*** Block opens ***

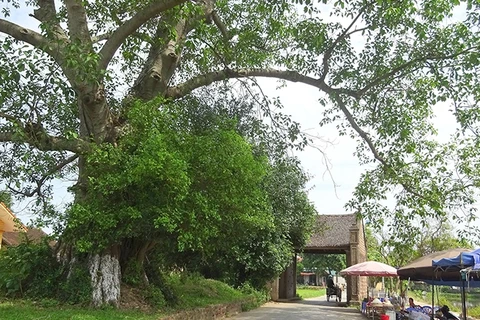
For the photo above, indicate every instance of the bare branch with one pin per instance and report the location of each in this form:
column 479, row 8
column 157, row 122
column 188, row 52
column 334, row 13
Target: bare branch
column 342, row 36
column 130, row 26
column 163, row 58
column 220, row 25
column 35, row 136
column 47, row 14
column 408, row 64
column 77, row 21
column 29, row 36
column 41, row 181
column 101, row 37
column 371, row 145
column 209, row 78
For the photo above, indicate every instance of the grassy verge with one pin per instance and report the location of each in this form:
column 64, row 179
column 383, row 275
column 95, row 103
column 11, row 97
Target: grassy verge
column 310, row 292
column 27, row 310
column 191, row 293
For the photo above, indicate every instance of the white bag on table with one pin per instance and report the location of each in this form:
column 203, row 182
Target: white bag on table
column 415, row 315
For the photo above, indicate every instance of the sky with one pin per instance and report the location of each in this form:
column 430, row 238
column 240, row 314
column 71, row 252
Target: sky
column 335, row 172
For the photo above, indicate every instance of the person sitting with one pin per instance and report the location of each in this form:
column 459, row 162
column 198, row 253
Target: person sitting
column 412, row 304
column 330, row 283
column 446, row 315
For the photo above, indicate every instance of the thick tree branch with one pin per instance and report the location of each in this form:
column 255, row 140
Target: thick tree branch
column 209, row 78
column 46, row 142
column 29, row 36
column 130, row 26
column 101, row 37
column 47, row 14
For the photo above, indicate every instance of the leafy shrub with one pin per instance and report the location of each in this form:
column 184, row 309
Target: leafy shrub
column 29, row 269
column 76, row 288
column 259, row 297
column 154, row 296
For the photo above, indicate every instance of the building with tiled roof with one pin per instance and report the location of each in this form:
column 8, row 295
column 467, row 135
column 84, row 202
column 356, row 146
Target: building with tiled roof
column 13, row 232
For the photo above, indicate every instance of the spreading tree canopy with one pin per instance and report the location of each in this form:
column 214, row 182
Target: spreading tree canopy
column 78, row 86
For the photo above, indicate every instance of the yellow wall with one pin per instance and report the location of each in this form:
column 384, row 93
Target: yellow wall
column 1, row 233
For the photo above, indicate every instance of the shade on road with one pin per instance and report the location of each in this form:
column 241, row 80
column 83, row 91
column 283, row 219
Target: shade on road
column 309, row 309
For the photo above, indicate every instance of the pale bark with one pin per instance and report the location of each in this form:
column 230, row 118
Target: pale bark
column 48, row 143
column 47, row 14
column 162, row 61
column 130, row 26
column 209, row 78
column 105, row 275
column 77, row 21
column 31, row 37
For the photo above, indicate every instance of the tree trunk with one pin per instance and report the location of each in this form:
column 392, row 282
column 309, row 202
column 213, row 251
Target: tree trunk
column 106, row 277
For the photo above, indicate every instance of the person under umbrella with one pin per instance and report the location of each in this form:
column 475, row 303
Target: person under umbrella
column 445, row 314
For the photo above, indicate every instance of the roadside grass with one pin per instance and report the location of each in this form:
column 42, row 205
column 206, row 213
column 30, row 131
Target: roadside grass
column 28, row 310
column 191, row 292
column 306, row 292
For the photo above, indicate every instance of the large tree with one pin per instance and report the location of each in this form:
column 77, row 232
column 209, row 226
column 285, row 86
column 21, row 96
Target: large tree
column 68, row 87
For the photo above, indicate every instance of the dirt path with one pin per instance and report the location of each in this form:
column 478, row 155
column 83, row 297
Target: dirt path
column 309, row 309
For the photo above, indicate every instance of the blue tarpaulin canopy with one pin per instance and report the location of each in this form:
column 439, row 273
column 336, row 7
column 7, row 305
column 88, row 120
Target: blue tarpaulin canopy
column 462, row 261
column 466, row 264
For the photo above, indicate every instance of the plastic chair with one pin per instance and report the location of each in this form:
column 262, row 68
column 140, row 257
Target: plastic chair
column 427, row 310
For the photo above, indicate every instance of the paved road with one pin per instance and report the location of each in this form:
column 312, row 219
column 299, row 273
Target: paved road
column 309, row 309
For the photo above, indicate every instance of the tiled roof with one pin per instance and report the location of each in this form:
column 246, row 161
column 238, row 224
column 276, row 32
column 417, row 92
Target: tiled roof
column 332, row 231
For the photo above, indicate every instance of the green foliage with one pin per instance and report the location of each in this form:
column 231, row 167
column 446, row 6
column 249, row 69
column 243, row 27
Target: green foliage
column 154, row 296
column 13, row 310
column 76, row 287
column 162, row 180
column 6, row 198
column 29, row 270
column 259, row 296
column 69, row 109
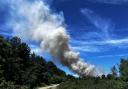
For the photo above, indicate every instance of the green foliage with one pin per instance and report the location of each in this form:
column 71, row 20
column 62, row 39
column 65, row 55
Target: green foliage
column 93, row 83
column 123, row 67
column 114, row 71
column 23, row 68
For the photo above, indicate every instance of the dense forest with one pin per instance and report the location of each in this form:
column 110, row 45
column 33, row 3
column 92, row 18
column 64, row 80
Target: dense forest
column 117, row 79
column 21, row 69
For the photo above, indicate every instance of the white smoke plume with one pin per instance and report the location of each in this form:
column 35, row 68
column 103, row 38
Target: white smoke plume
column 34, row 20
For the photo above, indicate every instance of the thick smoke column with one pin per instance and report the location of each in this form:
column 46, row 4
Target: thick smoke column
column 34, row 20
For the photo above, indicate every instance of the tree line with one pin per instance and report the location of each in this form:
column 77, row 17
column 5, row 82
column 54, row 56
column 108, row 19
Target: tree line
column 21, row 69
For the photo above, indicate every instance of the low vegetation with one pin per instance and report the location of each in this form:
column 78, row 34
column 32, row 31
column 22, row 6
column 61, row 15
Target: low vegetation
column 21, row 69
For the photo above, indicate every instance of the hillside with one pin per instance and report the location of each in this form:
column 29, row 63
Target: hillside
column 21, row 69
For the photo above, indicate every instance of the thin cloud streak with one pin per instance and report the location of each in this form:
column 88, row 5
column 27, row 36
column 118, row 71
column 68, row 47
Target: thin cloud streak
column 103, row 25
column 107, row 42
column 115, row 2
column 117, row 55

*** Block closes ***

**What the task asks**. Everything from the line with "column 27, row 36" to the end of the listing above is to be set down exactly, both ends included.

**Written response**.
column 27, row 36
column 118, row 71
column 68, row 47
Target: thin cloud streak
column 103, row 25
column 107, row 42
column 115, row 2
column 117, row 55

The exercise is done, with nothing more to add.